### [Given request]
Pick out every row below that contains the word "ground". Case counts.

### [Extracted entries]
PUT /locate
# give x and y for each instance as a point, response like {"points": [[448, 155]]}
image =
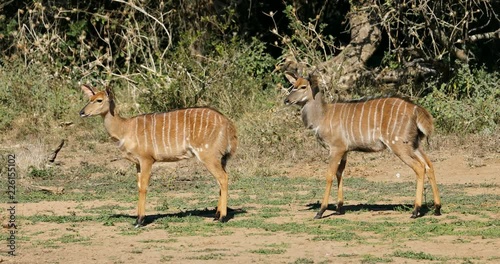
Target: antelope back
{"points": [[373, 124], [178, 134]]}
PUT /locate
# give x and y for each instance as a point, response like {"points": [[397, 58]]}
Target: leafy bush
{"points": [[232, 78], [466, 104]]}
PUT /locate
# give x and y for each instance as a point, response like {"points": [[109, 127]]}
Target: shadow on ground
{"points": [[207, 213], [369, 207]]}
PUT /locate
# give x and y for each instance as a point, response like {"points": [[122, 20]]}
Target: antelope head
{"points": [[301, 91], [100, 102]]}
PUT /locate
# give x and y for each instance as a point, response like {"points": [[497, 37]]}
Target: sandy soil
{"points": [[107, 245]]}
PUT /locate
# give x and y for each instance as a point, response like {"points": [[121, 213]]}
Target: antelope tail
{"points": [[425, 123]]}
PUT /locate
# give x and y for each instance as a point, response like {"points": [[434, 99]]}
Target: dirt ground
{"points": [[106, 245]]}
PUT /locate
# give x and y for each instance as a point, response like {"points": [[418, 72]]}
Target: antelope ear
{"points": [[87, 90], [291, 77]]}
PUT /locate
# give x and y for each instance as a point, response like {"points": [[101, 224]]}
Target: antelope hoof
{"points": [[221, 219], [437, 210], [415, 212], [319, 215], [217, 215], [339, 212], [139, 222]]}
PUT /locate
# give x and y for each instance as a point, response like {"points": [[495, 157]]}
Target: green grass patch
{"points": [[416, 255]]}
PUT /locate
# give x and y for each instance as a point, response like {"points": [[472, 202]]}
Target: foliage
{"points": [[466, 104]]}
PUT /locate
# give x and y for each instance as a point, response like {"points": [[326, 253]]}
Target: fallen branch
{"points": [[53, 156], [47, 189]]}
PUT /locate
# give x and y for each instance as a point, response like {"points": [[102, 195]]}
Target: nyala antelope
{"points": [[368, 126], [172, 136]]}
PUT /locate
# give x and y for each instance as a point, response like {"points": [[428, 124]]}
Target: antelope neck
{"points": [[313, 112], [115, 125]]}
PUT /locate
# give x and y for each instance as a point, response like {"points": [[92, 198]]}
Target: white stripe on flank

* * *

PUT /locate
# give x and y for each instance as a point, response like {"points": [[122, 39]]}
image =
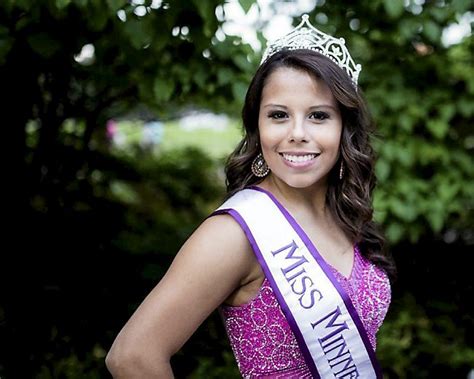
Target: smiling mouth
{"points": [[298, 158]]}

### [The answer]
Target: shadow on ground
Target: dirt ground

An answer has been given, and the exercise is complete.